**Short task:** Put every line of the listing below into a JSON list of strings, one string per line, skipping blank lines and leaving out the pictures.

---- Exercise input

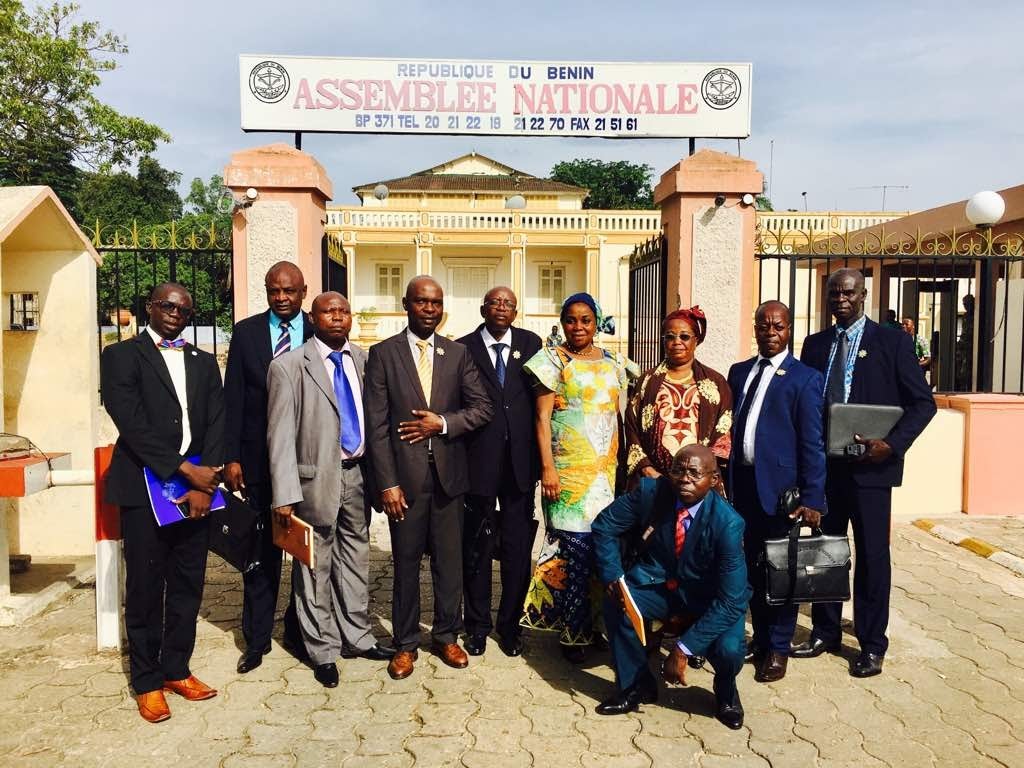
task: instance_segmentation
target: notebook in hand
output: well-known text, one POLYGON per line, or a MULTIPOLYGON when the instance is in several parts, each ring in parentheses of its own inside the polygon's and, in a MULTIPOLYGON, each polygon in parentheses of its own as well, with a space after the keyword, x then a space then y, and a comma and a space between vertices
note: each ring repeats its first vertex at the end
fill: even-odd
POLYGON ((883 440, 903 416, 899 406, 867 406, 858 402, 834 402, 828 407, 829 457, 846 456, 846 446, 854 444, 854 435, 883 440))
POLYGON ((292 515, 291 524, 286 528, 278 522, 278 516, 270 513, 270 532, 273 545, 285 550, 301 563, 310 568, 316 567, 315 550, 313 549, 313 526, 305 520, 292 515))

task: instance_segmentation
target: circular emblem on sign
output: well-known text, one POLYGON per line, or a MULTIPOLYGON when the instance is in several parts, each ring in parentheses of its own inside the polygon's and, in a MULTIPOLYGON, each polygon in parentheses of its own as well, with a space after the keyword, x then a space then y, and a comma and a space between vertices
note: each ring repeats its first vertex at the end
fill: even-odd
POLYGON ((291 85, 288 71, 276 61, 260 61, 249 73, 249 90, 263 103, 280 101, 288 94, 291 85))
POLYGON ((700 86, 700 95, 713 110, 728 110, 739 100, 739 76, 732 70, 712 70, 700 86))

--------

**Result of this exercise:**
[
  "task: instance_segmentation",
  "target: notebook in hand",
  "output: well-known text, one POLYGON per line, or a MULTIPOLYGON when the instance is in several parts, each ring in parentheses of its own inside the polygon's and, in a MULTIPOLYGON, each polygon in parentheses of its own as well, with a space after the keyword, x then a space then y, and a comma and a space between vertices",
  "note: each ring repeats its first vertex at the end",
  "fill: even-odd",
  "POLYGON ((883 440, 903 416, 899 406, 867 406, 858 402, 834 402, 828 407, 829 457, 846 456, 846 446, 854 444, 854 435, 883 440))",
  "POLYGON ((292 515, 291 524, 286 528, 278 522, 278 516, 270 513, 270 532, 273 545, 285 550, 301 563, 310 568, 316 567, 315 550, 313 549, 313 526, 305 520, 292 515))",
  "task: instance_segmentation",
  "target: circular emblem on sign",
  "output: well-known text, one POLYGON per line, or a MULTIPOLYGON when the instance is in several parts, each ring in parentheses of its own inside the polygon's and, in a MULTIPOLYGON, each polygon in parentheses of its own as well, with a space after the keyword, x then a space then y, and a comma and a space between vertices",
  "note: each ring repeats its first vertex at the end",
  "fill: even-odd",
  "POLYGON ((291 85, 288 71, 276 61, 260 61, 249 73, 249 90, 263 103, 280 101, 288 94, 291 85))",
  "POLYGON ((700 86, 700 95, 713 110, 728 110, 739 100, 739 76, 732 70, 712 70, 700 86))"
]